TASK GOAL »
Which lines in the data below contain the word "breakwater"? Pull each of them out.

DATA PROVIDED »
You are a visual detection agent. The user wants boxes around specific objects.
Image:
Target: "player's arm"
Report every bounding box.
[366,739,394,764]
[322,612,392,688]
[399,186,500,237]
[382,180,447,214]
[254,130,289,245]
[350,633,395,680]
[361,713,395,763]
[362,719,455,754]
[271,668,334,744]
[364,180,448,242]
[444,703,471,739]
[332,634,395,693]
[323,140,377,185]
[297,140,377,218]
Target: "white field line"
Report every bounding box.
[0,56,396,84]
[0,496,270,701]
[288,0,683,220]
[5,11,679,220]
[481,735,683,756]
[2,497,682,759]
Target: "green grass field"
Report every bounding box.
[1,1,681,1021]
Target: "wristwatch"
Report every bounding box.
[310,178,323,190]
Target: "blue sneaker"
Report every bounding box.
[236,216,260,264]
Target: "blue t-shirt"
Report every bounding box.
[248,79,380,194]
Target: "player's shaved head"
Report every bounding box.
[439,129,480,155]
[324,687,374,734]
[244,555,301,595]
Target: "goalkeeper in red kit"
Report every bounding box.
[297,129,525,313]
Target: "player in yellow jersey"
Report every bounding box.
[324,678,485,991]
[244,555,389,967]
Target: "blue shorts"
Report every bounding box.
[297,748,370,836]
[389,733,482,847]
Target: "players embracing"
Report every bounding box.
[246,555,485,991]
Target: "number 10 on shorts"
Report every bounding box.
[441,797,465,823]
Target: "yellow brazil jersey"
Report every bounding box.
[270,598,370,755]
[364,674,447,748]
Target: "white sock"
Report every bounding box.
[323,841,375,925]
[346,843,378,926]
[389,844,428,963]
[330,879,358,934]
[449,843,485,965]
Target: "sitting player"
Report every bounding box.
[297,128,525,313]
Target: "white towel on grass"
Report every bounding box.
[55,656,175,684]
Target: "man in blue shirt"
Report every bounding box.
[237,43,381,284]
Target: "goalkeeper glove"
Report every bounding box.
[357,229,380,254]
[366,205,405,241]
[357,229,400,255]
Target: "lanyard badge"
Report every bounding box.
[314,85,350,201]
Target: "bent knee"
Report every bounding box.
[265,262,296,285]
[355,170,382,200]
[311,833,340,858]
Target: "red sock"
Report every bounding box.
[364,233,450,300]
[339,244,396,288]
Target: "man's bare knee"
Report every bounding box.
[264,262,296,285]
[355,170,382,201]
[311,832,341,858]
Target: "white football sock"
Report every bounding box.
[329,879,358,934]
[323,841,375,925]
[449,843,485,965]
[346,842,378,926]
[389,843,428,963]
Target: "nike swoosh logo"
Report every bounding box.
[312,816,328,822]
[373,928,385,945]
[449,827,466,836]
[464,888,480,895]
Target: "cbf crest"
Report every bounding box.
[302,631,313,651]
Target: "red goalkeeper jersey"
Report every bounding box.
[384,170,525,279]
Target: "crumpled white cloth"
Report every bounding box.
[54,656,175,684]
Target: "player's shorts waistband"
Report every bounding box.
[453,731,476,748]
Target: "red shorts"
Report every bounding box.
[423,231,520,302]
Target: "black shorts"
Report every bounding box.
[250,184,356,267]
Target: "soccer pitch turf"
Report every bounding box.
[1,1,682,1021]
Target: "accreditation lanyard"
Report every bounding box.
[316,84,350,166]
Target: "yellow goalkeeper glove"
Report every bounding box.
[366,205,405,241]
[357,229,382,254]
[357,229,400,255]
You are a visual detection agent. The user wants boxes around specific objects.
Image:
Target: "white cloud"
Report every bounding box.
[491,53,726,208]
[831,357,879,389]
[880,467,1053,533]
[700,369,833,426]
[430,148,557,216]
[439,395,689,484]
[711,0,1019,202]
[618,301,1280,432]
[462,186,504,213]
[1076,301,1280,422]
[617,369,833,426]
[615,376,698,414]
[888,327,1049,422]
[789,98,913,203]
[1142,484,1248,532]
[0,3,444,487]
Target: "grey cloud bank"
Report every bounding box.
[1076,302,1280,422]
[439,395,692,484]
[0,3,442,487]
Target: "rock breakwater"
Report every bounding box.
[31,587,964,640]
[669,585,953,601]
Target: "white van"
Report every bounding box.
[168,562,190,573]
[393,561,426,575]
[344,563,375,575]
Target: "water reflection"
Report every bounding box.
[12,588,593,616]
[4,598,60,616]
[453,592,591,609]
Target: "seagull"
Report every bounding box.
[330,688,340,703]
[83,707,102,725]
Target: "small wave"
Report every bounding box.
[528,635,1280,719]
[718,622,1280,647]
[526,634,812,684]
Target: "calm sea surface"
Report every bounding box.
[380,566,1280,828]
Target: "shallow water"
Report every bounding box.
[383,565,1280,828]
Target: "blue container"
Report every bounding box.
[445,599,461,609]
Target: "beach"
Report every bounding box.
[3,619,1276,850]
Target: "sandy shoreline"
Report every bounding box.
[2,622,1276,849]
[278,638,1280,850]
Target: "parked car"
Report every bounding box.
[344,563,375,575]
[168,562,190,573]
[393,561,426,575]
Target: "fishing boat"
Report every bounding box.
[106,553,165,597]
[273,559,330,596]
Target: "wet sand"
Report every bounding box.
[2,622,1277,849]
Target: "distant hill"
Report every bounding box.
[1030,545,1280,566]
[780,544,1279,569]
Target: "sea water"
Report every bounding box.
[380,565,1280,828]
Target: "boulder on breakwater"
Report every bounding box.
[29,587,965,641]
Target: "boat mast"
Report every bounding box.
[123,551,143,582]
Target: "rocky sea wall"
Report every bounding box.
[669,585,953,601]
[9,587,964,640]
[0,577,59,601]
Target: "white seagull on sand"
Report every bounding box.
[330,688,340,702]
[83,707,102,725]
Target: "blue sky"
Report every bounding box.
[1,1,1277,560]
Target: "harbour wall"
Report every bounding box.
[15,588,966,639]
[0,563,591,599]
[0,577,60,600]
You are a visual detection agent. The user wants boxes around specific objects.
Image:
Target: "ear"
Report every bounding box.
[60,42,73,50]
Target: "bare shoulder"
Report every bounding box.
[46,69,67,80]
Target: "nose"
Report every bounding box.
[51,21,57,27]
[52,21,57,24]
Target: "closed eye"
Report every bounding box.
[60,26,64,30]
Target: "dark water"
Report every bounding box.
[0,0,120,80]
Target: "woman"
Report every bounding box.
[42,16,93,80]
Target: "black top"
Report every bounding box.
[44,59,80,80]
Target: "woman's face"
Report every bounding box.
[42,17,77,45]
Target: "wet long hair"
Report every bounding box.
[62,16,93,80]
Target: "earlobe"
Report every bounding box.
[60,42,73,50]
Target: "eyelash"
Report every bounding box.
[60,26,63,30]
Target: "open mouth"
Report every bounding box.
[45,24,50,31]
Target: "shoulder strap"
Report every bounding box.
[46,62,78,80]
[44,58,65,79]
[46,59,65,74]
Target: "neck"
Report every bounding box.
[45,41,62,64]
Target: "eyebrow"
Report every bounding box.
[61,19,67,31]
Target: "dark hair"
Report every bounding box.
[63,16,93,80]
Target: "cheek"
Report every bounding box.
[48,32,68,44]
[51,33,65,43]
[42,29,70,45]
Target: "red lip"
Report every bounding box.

RESPONSE BELOW »
Target: "rock breakwater"
Target: "boulder on breakwater"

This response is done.